# Travail à faire:
1. D'après l'extrait sur Louis Dufort, pour quelle pièce la SOCAN l'a-t-elle récompensé en 1997 ?
2. Relevez mot pour mot, dans l'extrait sur Louis Dufort, le passage qui va de « De l’infiniment petit » jusqu'à « scène artistique contemporaine. » inclus.

De l’infiniment petit à l’infiniment… sonore, la formule sied bien au compositeur Louis Dufort. Car à tenter de savoir ce qui inspire le créateur en électroacoustique, sans être réducteur, équivaut presque à percer le secret du Boson de Higgs ! Qu’importe, puisque dans son cas, la démarche est souvent plus importante que le résultat.

Ce n’est pas un hasard s’il n’a jamais manqué de travail depuis sa sortie de l’Université de Montréal en 1997, année où la SOCAN le récompensait pour sa pièce Concept 2018957. Quelque 60 créations originales plus tard pour les principaux ensembles de musique contemporaine, ici et en Europe, un poste d’enseignant au Conservatoire de musique de Montréal et une collaboration de presque 20 ans avec la danseuse et chorégraphe Marie Chouinard, voilà un acteur bien en vue de la scène artistique contemporaine.

# Données fournies:
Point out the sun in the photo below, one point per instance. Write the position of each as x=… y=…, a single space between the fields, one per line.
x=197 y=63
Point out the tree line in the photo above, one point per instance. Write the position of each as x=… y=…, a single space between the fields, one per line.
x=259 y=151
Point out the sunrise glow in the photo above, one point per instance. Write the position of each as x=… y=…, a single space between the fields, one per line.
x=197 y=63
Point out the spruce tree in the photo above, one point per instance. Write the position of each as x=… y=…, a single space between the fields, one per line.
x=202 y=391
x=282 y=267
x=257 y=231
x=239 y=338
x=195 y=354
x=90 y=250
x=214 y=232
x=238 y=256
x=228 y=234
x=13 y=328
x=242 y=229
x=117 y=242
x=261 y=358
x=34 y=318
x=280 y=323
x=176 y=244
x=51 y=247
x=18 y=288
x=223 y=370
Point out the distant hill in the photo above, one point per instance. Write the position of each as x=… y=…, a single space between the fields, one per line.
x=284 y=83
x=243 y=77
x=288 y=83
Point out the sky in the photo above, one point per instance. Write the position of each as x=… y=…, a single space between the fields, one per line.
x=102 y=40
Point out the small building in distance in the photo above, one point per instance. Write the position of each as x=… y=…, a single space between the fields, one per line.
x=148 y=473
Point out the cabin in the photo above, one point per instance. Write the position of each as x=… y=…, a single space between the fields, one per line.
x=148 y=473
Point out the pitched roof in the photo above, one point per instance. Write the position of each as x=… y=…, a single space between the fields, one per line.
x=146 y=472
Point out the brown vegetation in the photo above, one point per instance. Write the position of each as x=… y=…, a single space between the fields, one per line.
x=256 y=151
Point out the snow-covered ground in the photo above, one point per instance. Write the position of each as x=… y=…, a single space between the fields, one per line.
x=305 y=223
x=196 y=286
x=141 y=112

---

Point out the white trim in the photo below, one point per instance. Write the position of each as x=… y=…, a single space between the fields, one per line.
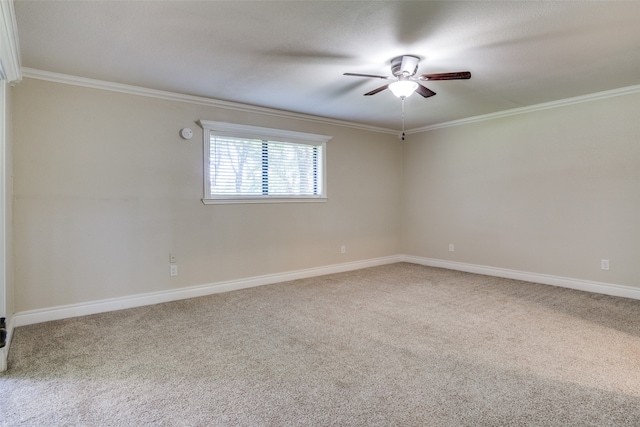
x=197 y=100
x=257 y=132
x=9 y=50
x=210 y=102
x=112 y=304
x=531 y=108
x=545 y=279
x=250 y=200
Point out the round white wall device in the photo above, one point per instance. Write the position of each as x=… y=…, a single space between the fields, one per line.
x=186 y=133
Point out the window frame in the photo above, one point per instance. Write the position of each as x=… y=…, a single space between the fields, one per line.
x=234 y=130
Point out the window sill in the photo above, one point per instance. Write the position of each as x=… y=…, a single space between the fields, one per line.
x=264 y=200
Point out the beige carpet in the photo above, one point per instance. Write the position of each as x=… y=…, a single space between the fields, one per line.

# Réponses:
1. Pour sa pièce Concept 2018957.

2.
De l’infiniment petit à l’infiniment… sonore, la formule sied bien au compositeur Louis Dufort. Car à tenter de savoir ce qui inspire le créateur en électroacoustique, sans être réducteur, équivaut presque à percer le secret du Boson de Higgs ! Qu’importe, puisque dans son cas, la démarche est souvent plus importante que le résultat.

Ce n’est pas un hasard s’il n’a jamais manqué de travail depuis sa sortie de l’Université de Montréal en 1997, année où la SOCAN le récompensait pour sa pièce Concept 2018957. Quelque 60 créations originales plus tard pour les principaux ensembles de musique contemporaine, ici et en Europe, un poste d’enseignant au Conservatoire de musique de Montréal et une collaboration de presque 20 ans avec la danseuse et chorégraphe Marie Chouinard, voilà un acteur bien en vue de la scène artistique contemporaine.